= PASSAGE SHOWN =
Three things urban humanitarians can learn from six blind men and an elephant

17 October 2016

There’s a common folk tale that paints the picture of six blind men who come across an elephant for the first time. Each of the men approaches the elephant and blindly feels what is in front of him. One finds the trunk, another the tail, another the foot, another the ear and so on.

Afterwards, the men discuss the elephant: “An elephant is like a strong pillar” says the man who felt the leg. “What are you talking about?” asks the man who felt the tail, “the elephant is clearly like the brush we use to sweep the floors. It’s thin and hairy – not at all like a pillar”. The others chime in with their own experience, all certain the others must be mad, for they each felt the elephant with their own hands – they know what an elephant is, surely!

Earthquake Debris Continues to Clog Port-au-Prince Streets

You may be thinking – what does this have to do with humanitarian response? Like the six blind men in the tale, humanitarians responding in urban contexts have approached the city in the same way the men approached the elephant. Shelter is addressed without considering health, as the blind men felt the leg but not the tail. We address the household without local governance and politics, like the men experienced the trunk but not the ears. Experienced on their own, the seperate parts do not paint a full picture.

Launched this week, ALNAP’s latest research on urban crises ‘Stepping Back: Understanding Cities and their Systems’ explores the nature of urban contexts, and the potential of systems thinking as a way to improve our understanding of urban spaces. It argues the importance of stepping back as a first step towards changing policy and practice.

= REQUEST 1 =
Please return the post on urban humanitarian response word for word, from "You may be thinking" up to and including "policy and practice.".
= REQUEST 2 =
Resume the post on urban humanitarian response, starting after its last sentence.
The data after this point has no connection to the post on urban humanitarian response.

= LISTING =
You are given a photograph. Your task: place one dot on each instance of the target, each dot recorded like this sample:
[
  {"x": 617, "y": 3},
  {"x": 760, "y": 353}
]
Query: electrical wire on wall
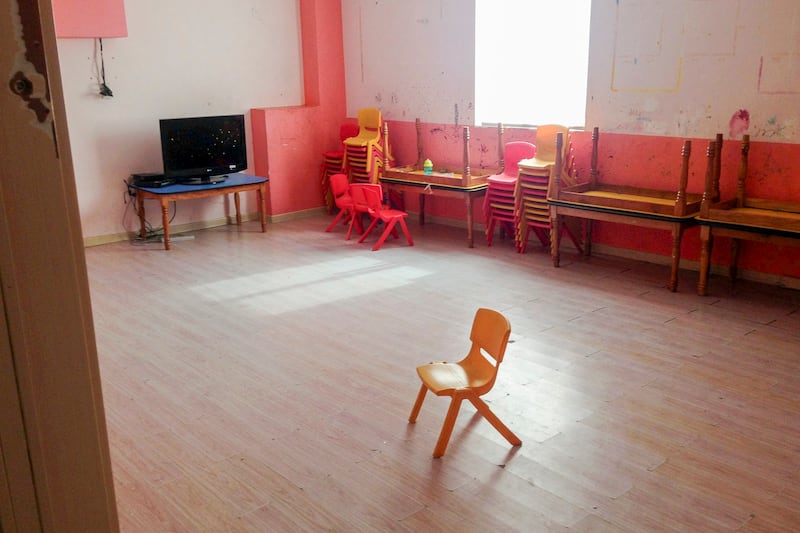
[{"x": 105, "y": 90}]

= TASK ANSWER 1 =
You may be thinking – what does this have to do with humanitarian response? Like the six blind men in the tale, humanitarians responding in urban contexts have approached the city in the same way the men approached the elephant. Shelter is addressed without considering health, as the blind men felt the leg but not the tail. We address the household without local governance and politics, like the men experienced the trunk but not the ears. Experienced on their own, the seperate parts do not paint a full picture.

Launched this week, ALNAP’s latest research on urban crises ‘Stepping Back: Understanding Cities and their Systems’ explores the nature of urban contexts, and the potential of systems thinking as a way to improve our understanding of urban spaces. It argues the importance of stepping back as a first step towards changing policy and practice.

= TASK ANSWER 2 =
Critically, as a sector we do not build in time to step back and understand the city – and in doing so, we risk a lot. 54% of the world’s population now lives in urban spaces, with low-income countries seeing the fastest rate of urbanisation. A lack of capacity and high levels of vulnerability in these urban contexts often mean humanitarian aid will be needed when crisis hits.

Next week, 45,000 people will gather in Quito, Ecuador, for Habitat 3 to discuss, learn, and commit to improving urban settlements worldwide. With the world’s eye on urban spaces this week, how can we change how humanitarians approach the city going forward? As part of the New Urban Agenda, humanitarians can start by recognising that:

  1. Understanding cities requires more than looking at one element of the system, or one level of analysis. Just as elephants are more than their tails or their trunks, cities are more than any one sector, neighbourhood or actor. Cities are systems – often complex ones, full of interconnections and constantly changing.
  2. Understanding the city is not easy; there are institutional and individual barriers to overcome. We can choose to understand all of an urban context, take its uncertainty and complexity as fact, and think and act differently.
  3. Understanding interconnectedness in systems such as cities takes more than laying out all of the pieces. While the blind men may eventually realise they are all right and be able to describe all of the parts of the elephant, they will not understand how they fit together. Humanitarians must accept that cities are too complex to understand comprehensively – but step up our efforts to understand as much as we can. This means doing more observation and adaptation and perhaps less planning and implementation.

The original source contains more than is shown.